##### PASSAGE SHOWN #####

I thought about doing a typical New Year's resolution blog post, but honestly I wasn't too motivated. I've done them before (1/16/13 and 1/13/12), and everyone is doing one (or, probably, has already done one). Only 8 percent of people actually keep their resolutions, according to Forbes.com. That's a rather depressingly low statistic.
I aim to give you the unexpected. As the details of my day-to-day are frequently unexpected, I don't have to try very hard, frankly. Drama just seems to come to me. Still, I never thought I'd be titling a post "The Year of Living Dangerously" (1/1/14) or have a series called "When Things Get Dicey" (2/15/13 and 2/25/13), for example.
So instead of offering up yet another piece on resolving to lose weight, exercise more, or keep the house in better order -- blah, blah, blah -- I would like to put out something different. While it is certainly true that I intend to work on the aforementioned four and many other goals (professional and social, in particular, don't even get me started!) in 2014, what I really plan to focus on this year is something intangible: mood.

##### EXTRACTED RECORDS #####

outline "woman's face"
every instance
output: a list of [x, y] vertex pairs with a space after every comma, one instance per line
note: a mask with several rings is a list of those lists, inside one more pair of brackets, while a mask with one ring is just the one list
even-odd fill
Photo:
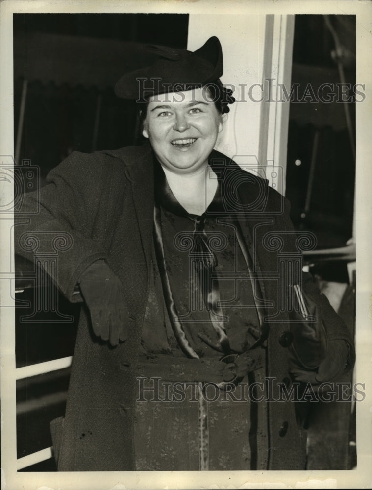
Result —
[[164, 167], [191, 174], [207, 164], [222, 128], [208, 91], [197, 88], [149, 98], [142, 134]]

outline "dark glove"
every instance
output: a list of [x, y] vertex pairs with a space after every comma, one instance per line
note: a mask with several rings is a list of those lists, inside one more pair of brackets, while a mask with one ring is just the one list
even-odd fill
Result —
[[289, 312], [292, 363], [296, 367], [315, 369], [325, 359], [327, 335], [316, 303], [298, 285], [293, 291], [298, 308]]
[[113, 346], [125, 340], [129, 319], [123, 286], [104, 261], [89, 266], [79, 283], [96, 335]]
[[291, 372], [296, 381], [317, 385], [336, 381], [344, 374], [348, 365], [350, 349], [344, 340], [329, 341], [324, 360], [316, 371], [294, 368]]

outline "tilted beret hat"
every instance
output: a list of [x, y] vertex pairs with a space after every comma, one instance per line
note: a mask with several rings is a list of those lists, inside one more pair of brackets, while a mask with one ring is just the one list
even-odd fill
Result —
[[203, 86], [223, 72], [222, 49], [215, 36], [196, 51], [160, 46], [149, 46], [147, 50], [156, 59], [151, 66], [122, 76], [115, 85], [118, 97], [145, 101], [149, 96]]

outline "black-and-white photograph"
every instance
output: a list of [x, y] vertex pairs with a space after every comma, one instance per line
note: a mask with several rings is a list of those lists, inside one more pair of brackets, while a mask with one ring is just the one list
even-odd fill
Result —
[[368, 471], [360, 13], [51, 3], [9, 2], [1, 78], [1, 405], [19, 488]]

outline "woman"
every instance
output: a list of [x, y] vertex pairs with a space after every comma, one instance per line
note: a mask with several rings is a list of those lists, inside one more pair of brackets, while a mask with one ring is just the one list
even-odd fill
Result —
[[[72, 154], [16, 227], [29, 257], [30, 235], [36, 254], [68, 237], [54, 279], [83, 301], [58, 469], [304, 469], [292, 382], [337, 379], [352, 340], [311, 277], [280, 273], [298, 257], [285, 200], [213, 149], [234, 102], [217, 38], [151, 49], [116, 87], [148, 143]], [[294, 292], [317, 321], [283, 307]]]

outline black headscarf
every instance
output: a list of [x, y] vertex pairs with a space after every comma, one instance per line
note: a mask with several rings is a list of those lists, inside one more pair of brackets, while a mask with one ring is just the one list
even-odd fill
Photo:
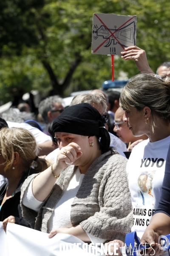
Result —
[[66, 108], [54, 119], [54, 132], [67, 132], [85, 136], [101, 138], [102, 152], [108, 150], [110, 143], [109, 134], [103, 128], [104, 118], [97, 110], [88, 103], [81, 103]]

#####

▸ **TO DO**
Write the next part of the blog post about skipping a typical New Year's resolution post, starting after its last sentence. The lines above come from a different source than the blog post.

▸ **RESPONSE AREA**
This shouldn't come as a surprise if you read my last post -- the one mentioned above and named after a movie starring Mel Gibson and Sigourney Weaver -- about starting off last year on the wrong foot, which made me feel out of control and then some. Tell me: who can be in a good mood while feeling that way? No one I know.
As a 24/7 single mother, things are often out of my control or, at least, not in as much control as I would like. Sometimes that can be changed; sometimes, not. The challenge becomes: how do I reach and maintain equilibrium throughout the year?
First, get off to an enjoyable -- if not all-out propitious -- start. Ring in the new year in a way that genuinely makes you happy. If you are limited in your ability to celebrate because of young children at home and no babysitter then make do as best you can. Raise a glass. Watch Anderson and Kathy. (This year the bold Ms. Griffin handcuffed herself to the silver-haired CNN anchor, which provided an unexpected level of amusement.) Have a small party with your kids or a big one with other families. The important thing is to make New Year's Eve an occasion of sorts. By doing so, you give the new year -- like a good friend -- a proper welcome. You've set the stage for positivity to come.
The new year is only eleven days old, but so far so good is what I say. I've been able to maintain a happy demeanor, though everything hasn't transpired perfectly. I'm speaking about two calls from the school this week (same day) regarding a nauseous child who needed to come home and a frustrated child who needed to visit the guidance counselor.
With my new outlook, I was able to take the calls in stride instead of feeling annoyed by the loss of "my" time and rattled by the latest upset-son scenario. I carried on with my day in an even-keeled manner and even managed to gain back some time by sending the boys to the after-school program the following day.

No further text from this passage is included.